Task details
Shift every coordinate in the answers up by 85, then rewrite the stretch of the listing from the line containing "Locate the snow mound." through its end, requests included. Cover only that stretch.

--- Begin ---

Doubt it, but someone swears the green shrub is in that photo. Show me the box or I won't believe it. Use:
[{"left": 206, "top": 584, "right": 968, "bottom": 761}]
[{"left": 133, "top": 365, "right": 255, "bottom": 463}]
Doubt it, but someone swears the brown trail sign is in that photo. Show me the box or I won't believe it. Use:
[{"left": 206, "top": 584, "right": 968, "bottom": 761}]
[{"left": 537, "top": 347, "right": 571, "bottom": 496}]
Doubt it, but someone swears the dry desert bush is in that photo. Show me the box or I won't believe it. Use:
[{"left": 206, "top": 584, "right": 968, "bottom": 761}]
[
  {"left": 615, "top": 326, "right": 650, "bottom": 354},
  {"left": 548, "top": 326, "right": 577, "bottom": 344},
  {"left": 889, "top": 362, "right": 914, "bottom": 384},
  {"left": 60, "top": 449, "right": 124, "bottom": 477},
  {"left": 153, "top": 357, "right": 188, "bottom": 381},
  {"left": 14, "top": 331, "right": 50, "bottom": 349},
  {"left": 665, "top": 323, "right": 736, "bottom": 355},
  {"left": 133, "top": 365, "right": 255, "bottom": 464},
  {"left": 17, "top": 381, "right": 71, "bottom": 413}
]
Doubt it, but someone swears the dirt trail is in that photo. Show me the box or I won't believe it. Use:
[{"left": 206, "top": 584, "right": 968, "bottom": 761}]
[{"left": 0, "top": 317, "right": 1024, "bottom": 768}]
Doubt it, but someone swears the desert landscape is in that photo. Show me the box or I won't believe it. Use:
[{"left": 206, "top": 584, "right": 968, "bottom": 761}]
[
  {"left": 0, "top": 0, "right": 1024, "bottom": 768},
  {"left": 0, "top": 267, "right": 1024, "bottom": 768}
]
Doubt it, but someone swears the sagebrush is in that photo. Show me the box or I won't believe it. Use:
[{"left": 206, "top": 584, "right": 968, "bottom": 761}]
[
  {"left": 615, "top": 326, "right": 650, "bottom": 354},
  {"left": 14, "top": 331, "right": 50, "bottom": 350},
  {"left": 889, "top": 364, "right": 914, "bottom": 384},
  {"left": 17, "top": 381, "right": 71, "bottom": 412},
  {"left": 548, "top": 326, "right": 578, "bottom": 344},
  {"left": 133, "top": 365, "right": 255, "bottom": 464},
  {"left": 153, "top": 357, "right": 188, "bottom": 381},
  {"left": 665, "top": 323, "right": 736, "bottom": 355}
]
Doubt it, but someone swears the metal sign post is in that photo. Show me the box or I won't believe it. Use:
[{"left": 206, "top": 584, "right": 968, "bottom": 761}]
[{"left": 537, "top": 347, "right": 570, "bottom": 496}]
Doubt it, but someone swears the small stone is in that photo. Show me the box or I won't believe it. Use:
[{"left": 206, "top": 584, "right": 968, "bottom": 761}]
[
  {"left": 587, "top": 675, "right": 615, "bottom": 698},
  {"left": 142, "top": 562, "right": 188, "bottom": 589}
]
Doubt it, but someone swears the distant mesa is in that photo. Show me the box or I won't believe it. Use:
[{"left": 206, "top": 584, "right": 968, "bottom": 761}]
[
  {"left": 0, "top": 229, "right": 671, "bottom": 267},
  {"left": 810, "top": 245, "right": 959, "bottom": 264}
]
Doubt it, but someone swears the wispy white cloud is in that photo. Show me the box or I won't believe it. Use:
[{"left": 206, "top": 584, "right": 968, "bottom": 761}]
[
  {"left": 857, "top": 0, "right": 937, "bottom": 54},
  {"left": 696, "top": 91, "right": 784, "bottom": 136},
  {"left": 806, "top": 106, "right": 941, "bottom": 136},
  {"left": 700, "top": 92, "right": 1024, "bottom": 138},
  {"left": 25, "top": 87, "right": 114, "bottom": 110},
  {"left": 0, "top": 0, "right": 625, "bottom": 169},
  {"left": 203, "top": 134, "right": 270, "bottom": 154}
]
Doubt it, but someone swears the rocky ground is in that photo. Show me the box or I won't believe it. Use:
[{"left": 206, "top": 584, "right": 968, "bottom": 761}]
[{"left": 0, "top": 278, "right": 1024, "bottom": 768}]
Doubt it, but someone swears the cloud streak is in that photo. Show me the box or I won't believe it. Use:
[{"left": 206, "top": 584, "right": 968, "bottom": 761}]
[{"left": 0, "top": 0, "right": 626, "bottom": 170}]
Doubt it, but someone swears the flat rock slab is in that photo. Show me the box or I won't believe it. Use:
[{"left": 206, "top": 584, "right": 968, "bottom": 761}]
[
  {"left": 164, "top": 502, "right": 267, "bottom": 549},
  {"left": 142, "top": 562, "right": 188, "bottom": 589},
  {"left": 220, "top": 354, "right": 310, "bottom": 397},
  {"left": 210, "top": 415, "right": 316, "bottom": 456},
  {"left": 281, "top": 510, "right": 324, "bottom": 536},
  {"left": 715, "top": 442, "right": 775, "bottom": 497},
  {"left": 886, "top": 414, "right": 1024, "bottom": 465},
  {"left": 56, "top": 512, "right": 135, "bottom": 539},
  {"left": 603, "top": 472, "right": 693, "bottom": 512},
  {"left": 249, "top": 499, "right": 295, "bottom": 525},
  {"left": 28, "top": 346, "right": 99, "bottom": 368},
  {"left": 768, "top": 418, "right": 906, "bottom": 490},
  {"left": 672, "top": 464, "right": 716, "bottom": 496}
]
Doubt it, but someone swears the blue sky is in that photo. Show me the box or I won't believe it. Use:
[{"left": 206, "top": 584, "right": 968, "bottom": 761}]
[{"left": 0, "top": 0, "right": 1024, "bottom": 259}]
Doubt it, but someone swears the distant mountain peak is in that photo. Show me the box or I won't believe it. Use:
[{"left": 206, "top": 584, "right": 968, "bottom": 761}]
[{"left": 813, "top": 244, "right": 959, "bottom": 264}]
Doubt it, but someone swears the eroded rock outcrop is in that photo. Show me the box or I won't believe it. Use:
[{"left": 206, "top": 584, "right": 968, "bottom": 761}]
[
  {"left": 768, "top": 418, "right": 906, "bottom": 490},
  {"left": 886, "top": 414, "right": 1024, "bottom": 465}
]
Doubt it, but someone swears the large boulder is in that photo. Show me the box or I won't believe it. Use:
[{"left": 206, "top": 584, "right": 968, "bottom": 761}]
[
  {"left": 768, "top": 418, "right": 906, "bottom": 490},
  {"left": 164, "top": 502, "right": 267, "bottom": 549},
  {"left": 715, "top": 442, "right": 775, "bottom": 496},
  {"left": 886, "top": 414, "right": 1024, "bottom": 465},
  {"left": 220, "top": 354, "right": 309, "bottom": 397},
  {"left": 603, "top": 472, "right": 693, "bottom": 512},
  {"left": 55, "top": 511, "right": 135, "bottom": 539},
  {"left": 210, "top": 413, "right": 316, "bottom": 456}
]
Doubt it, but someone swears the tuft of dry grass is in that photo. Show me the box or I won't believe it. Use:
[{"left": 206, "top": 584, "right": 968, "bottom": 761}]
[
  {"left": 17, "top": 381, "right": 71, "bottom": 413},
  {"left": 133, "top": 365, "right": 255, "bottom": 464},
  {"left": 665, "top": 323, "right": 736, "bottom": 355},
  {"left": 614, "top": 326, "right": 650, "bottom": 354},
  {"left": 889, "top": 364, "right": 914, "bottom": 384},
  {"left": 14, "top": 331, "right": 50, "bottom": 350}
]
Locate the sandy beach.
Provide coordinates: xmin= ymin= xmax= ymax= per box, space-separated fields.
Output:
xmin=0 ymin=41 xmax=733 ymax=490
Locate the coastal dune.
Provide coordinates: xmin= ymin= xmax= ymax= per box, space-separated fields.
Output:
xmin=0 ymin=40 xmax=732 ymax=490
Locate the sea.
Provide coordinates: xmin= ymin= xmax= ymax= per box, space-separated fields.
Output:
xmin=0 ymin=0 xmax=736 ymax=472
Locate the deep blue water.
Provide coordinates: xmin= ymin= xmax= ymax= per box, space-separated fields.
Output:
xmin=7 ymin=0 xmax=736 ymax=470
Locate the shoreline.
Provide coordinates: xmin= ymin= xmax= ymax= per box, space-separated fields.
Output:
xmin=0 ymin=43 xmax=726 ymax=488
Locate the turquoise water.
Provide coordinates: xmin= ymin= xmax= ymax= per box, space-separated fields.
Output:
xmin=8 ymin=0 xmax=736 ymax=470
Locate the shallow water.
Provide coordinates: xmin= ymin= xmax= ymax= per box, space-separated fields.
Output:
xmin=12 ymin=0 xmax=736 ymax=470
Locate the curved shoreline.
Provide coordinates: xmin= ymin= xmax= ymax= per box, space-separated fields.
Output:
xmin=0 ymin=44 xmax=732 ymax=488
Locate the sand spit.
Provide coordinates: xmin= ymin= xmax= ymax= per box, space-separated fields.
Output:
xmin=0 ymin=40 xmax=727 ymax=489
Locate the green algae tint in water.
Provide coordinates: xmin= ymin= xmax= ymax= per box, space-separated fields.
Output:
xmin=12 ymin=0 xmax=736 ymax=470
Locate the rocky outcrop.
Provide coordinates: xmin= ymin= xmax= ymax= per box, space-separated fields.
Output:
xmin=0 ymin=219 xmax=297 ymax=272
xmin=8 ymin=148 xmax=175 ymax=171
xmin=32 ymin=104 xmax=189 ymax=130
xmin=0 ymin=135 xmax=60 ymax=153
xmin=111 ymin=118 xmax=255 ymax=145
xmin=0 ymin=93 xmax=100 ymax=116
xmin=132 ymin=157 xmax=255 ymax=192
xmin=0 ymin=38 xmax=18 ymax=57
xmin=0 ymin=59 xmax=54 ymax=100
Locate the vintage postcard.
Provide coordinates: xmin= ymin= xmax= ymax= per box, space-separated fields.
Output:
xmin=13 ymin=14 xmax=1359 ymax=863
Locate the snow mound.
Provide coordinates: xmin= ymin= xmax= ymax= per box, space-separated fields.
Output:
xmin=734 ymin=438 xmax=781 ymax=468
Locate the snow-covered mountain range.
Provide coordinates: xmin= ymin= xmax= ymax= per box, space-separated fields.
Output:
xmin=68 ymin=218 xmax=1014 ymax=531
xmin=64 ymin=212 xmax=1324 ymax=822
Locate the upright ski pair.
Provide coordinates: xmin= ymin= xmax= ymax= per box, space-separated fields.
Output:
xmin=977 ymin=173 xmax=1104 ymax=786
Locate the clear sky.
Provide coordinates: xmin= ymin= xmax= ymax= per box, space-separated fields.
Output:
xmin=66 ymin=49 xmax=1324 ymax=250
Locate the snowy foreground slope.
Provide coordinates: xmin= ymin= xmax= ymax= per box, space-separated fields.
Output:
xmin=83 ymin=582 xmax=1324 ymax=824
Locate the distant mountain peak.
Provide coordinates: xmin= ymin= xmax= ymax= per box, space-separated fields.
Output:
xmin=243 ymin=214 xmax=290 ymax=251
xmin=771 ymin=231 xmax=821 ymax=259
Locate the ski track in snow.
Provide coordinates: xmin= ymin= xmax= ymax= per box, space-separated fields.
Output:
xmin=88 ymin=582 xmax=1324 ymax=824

--- End ---

The response
Locate the snow mound.
Provide coordinates: xmin= ymin= xmax= ymax= per box, space-separated fields.
Output:
xmin=819 ymin=523 xmax=866 ymax=553
Locate the snow-covered mountain range.
Provide coordinates: xmin= ymin= xmax= ymax= per box, space-separated fields.
Output:
xmin=153 ymin=303 xmax=1099 ymax=616
xmin=149 ymin=297 xmax=1409 ymax=907
Locate the upright ski pair.
Provide coordinates: xmin= ymin= xmax= ymax= per box, space-separated fields.
Output:
xmin=1062 ymin=258 xmax=1189 ymax=871
Locate the clear sky.
Provide coordinates: xmin= ymin= xmax= ymax= per box, space-separated fields.
Output:
xmin=151 ymin=134 xmax=1409 ymax=335
Locate the snowy foreground slope.
Provide coordinates: xmin= ymin= xmax= ymax= per box, space-separated fields.
Output:
xmin=168 ymin=667 xmax=1409 ymax=909
Locate the distant mountain peak.
Provide coordinates: xmin= ymin= xmax= ymax= per box, space-separated fields.
Output:
xmin=328 ymin=299 xmax=375 ymax=336
xmin=856 ymin=316 xmax=906 ymax=344
Locate the ski track in snow.
Provide coordinates: xmin= ymin= xmax= ymax= per box, space-separated fields.
Output:
xmin=173 ymin=667 xmax=1409 ymax=909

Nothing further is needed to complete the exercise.